TEXT SECTION =>
Datasets and Evaluation

Generate A Dataset

ghostlab generate-dataset \
  --profile runs/<id>-inspect/capabilities.json \
  --personas 3 \
  --scenarios-per-persona 3 \
  --seed 7 \
  --name cortex

This writes a self-contained directory:

datasets/cortex/
  dataset.json
  personas/<id>.json
  scenarios/<id>.json

The manifest records cases, seed, MCP identity, and status. The seed governs case ordering for reproducibility.

Curate Before Running

ghostlab review-dataset \
  --dataset datasets/cortex \
  --profile runs/<id>-inspect/capabilities.json

The review command writes review.md and review.json with coverage, previews, and flags. You can edit dataset.json directly or use --approve, --reject, and --needs-edit.

Evaluate Runs

ghostlab evaluate --run runs/<id> --capabilities runs/<id>-inspect/capabilities.json

Evaluation combines deterministic checks with a Codex LLM judge:

  • Failed tool calls.
  • Tool efficiency: total calls, unique tools, redundant calls (same tool with identical arguments), and per-call latency when the capture provides it.
  • Expected-tool coverage from exercises.
  • Success criteria met or unmet.
  • Failure signals triggered or avoided.
  • Claimed tools not exposed by the server, when capabilities are supplied.
  • Golden assertions from a scenario's optional expected_outcome.

The command writes verdict.json and verdict.md.

Golden assertions

For scenarios with a known-correct answer, add an expected_outcome block to the scenario JSON for objective, judge-independent grading. A mismatch is a hard gate that forces an overall fail:

"expected_outcome": {
  "must_include": ["band score", "7.5"],
  "must_not_include": ["error"],
  "expected_tool_args": [
    { "tool": "student_get_status", "arguments": { "id": "u1" } }
  ]
}

must_include / must_not_include are case-insensitive substrings checked against the final assistant turn. Each expected_tool_args entry passes when the run contains a call to that tool whose arguments include the given key/value pairs (a subset match). The LLM judge still scores the open-ended success_criteria.

WORK ITEM A => According to the dataset and evaluation guide, why would you add an expected_outcome block to a scenario's JSON? Answer in one to three sentences.
WORK ITEM B => Write what comes next in the dataset and evaluation guide, starting after its last sentence.
The entries play no part in this exercise.

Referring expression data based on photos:
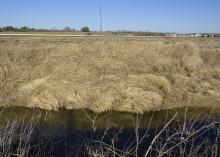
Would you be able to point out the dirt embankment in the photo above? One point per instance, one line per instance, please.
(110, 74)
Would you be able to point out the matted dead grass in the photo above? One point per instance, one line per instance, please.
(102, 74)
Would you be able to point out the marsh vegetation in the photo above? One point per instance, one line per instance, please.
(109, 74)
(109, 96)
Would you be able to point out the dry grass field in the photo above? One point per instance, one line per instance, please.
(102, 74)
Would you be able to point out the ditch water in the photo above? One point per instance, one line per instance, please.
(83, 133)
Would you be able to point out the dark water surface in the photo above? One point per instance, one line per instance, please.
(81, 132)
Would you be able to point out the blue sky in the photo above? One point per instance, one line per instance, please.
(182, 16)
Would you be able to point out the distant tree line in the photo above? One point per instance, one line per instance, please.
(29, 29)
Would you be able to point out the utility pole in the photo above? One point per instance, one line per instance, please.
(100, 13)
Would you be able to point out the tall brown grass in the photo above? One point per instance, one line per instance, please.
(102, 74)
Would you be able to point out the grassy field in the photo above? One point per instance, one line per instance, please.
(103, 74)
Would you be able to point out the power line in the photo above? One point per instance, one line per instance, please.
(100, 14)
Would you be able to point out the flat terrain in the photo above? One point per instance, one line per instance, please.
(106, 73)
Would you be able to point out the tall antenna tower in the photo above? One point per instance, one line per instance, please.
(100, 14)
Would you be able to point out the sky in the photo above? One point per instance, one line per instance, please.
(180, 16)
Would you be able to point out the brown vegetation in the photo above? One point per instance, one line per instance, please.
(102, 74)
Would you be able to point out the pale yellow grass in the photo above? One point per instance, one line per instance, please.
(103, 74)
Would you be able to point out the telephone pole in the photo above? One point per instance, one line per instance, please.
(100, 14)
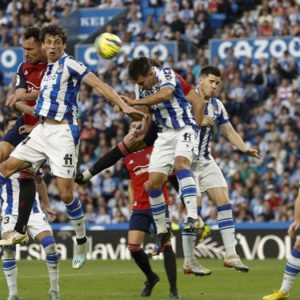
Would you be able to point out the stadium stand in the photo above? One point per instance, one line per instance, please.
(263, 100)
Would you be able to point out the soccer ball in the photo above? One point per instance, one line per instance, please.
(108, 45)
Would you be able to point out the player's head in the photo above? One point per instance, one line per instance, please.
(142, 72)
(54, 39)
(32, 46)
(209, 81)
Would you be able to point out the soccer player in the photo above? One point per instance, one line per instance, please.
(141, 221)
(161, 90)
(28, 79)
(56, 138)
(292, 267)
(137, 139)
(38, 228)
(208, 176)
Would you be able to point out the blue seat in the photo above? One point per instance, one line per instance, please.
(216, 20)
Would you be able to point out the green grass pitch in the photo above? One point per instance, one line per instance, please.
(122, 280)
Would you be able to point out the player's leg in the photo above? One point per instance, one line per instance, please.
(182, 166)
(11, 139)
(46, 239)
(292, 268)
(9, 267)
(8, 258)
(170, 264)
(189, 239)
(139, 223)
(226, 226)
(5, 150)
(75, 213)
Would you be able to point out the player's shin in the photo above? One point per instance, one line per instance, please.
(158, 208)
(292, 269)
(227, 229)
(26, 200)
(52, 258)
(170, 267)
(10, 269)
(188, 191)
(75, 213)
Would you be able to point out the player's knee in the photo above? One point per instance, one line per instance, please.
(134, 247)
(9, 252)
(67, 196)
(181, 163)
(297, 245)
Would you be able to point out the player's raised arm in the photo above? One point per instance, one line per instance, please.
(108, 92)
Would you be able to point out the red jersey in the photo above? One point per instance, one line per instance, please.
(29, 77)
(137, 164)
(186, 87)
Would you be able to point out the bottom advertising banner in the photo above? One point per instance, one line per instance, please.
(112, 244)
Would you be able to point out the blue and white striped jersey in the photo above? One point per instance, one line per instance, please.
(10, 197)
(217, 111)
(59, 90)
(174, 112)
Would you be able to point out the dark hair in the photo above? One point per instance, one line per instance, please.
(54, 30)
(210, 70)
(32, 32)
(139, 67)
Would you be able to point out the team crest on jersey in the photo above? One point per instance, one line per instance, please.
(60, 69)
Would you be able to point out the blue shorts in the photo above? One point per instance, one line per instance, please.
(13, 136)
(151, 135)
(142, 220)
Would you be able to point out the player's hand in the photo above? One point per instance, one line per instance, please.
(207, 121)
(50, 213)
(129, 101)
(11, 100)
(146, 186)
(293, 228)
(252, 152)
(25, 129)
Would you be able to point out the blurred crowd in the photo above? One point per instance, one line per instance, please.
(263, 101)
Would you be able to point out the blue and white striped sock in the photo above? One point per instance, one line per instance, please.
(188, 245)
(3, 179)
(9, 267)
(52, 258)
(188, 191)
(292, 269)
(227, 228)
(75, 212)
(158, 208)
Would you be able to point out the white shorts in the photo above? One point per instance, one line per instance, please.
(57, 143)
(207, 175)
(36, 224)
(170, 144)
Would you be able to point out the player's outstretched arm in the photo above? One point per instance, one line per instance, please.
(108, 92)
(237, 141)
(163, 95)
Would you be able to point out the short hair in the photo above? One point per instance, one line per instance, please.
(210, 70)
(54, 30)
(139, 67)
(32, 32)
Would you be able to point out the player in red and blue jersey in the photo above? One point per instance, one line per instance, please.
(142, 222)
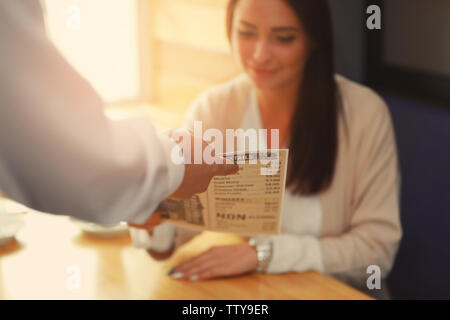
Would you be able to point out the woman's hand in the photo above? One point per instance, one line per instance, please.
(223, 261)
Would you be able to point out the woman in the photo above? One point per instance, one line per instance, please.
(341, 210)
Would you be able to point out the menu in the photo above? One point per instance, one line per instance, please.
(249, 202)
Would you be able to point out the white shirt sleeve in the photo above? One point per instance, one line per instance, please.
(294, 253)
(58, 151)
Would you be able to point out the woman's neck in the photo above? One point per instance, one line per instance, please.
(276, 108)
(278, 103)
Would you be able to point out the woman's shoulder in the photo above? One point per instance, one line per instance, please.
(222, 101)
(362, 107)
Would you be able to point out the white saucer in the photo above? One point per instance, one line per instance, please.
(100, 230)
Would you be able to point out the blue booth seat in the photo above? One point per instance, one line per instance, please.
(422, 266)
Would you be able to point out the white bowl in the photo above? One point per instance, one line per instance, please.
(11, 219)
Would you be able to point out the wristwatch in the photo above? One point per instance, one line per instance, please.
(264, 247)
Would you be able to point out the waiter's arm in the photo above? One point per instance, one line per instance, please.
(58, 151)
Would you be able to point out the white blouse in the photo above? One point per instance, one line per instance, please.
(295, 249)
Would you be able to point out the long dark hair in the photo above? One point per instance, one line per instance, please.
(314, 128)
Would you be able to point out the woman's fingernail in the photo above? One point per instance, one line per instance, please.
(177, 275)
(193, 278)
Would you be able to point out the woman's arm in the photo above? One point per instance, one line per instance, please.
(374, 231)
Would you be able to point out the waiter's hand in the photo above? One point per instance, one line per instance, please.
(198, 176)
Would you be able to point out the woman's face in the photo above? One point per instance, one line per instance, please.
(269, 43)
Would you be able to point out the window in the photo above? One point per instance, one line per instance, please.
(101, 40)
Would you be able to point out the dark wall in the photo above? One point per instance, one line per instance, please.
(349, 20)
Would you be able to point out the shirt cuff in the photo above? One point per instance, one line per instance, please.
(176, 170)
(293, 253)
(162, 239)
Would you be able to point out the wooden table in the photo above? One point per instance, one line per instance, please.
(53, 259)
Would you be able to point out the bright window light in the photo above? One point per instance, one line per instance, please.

RESPONSE AREA A => For scenarios with a known-correct answer, an expected_outcome block provides objective grading that does not depend on the judge. A mismatch acts as a hard gate and forces an overall fail.

RESPONSE AREA B =>
Evaluate A Dataset

ghostlab run-dataset --dataset datasets/cortex \
  --target targets/cortex-local.json \
  --aut-runner runners/codex-cortex-local-session.json \
  --evaluate --capabilities runs/<id>-inspect/capabilities.json

Per-case verdicts are written into each run directory and aggregated into the dataset summary.

Scorecard A Dataset Run

Roll a whole dataset run up into one MCP validation report:

ghostlab scorecard --results runs/<id>-summary

It reads each case's run directory (verdict, critique, and tool calls when present) and aggregates server-level signals — pass rate, average tool coverage, average tool-ergonomics score, per-tool failure rates, hallucinated-tool and golden-mismatch counts, efficiency, and recurring tool-design recommendations — into scorecard.json and scorecard.md. Run evaluate and critique on the cases first for the richest report.

Compare Dataset Runs

ghostlab compare --base runs/<base>-summary --candidate runs/<candidate>-summary \
  --output comparison.md

Comparison reports regressions first, then fixes, then other verdict or status changes. It exits non-zero when regressions are found so it can gate CI.